Assignment >>
Answer these questions from the methods passage below:
(a) What pTau level counts as T+?
(b) Which assay technique was used for all CSF biomarker measurements?
(c) Over how many years after the PET scan was the risk of dementia conversion assessed?

Reading passage >>
Segment Open
The criterion for the identification of a neurodegenerative disease in the medical records was the determination of LP biomarker levels according to the A/T/N classification [22, 23] according to laboratory reference values, i.e., A + if Aß42 < 700 pg/mL or Aß42/Aß40 < 0.06, T + if pTau > 60 pg/mL and N + if tTau > 350 pg/mL. All CSF biomarker assays were performed in the same laboratory at Nancy University Hospital using the manual Innotest ELISA technique with 10 mL polypropylene sampling tubes (Ref: TP 10 − 03 GOSSELIN (CML)).

Statistical analyses

Categorical variables are expressed as numbers and percentages, and continuous variables are expressed as means and standard deviations or medians and quartiles. According to the NHDS, the sensitivity (Se), specificity (Sp), accuracy (Acc), positive predictive value (PPV), and negative predictive value (NPV) of brain 18F-FDG PET scans classified as supporting or not supporting the diagnosis of a neurodegenerative disease were calculated for the risk of dementia conversion within three years. Because all-cause deaths might interfere with the identification of dementia conversion, we identified three groups of patients: patients who did not progress to dementia and were still alive during the three years following the PET scan, patients who progressed to dementia before dying or were still alive during the follow-up period, and patients who died without having been documented as converting to dementia.
Segment Closed
[Collected data]
Segment Open
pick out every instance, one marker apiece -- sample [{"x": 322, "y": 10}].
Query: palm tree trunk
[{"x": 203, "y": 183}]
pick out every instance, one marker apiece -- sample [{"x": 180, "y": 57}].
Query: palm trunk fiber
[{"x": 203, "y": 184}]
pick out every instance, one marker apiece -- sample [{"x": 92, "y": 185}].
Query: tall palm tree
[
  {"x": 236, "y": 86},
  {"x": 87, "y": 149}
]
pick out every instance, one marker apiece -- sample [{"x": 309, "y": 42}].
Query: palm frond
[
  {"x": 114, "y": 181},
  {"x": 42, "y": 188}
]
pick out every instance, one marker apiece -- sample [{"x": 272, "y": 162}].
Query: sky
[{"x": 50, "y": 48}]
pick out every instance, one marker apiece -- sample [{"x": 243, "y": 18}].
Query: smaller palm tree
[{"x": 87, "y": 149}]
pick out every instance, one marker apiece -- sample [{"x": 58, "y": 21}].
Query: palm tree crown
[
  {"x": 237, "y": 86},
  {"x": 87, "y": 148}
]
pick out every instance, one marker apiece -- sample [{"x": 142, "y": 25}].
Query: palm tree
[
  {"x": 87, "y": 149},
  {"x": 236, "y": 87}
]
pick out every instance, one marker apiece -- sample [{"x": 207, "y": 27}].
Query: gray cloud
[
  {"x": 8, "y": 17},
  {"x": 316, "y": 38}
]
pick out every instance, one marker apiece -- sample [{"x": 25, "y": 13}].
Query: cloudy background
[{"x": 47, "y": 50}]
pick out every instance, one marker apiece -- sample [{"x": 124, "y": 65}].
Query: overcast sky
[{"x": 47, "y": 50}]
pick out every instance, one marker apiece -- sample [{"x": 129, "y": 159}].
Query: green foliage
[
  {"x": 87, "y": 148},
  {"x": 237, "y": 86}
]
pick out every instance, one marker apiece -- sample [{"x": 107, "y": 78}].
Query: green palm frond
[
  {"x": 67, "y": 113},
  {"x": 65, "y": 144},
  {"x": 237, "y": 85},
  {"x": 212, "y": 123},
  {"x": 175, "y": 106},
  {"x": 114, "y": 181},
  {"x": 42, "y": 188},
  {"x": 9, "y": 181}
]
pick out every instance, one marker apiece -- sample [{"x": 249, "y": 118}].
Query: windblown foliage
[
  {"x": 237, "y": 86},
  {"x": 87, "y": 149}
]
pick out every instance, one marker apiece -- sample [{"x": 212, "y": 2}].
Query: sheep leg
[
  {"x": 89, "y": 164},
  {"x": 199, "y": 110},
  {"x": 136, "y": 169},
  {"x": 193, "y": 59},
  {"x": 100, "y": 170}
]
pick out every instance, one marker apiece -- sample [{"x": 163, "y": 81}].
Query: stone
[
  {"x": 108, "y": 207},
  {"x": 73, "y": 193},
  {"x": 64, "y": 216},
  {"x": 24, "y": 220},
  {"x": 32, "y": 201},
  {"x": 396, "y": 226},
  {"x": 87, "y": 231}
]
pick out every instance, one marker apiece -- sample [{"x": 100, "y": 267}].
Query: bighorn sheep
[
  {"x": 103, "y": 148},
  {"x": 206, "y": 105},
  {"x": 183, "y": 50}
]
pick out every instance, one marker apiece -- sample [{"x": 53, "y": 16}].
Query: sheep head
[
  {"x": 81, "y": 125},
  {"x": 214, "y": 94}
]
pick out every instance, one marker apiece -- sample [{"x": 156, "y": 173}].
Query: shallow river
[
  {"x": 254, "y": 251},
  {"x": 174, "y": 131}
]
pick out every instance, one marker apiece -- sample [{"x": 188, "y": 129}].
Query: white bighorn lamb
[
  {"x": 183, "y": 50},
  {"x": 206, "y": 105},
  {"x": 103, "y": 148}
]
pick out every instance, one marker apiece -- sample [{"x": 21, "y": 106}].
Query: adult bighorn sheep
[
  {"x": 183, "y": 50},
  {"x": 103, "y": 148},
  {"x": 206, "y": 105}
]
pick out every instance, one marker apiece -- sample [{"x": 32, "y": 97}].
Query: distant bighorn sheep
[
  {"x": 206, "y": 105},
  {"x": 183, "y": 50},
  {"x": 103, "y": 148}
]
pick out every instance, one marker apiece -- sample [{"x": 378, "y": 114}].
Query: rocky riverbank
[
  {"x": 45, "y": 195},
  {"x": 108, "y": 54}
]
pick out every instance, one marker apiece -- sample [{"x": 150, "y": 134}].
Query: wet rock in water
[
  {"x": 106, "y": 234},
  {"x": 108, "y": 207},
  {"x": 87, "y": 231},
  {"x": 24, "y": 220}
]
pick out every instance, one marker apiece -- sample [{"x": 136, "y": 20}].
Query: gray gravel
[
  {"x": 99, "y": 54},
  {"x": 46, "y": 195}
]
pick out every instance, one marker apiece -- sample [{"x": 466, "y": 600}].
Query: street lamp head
Segment Closed
Response area >>
(a) pTau > 60 pg/mL
(b) The manual Innotest ELISA technique
(c) Three years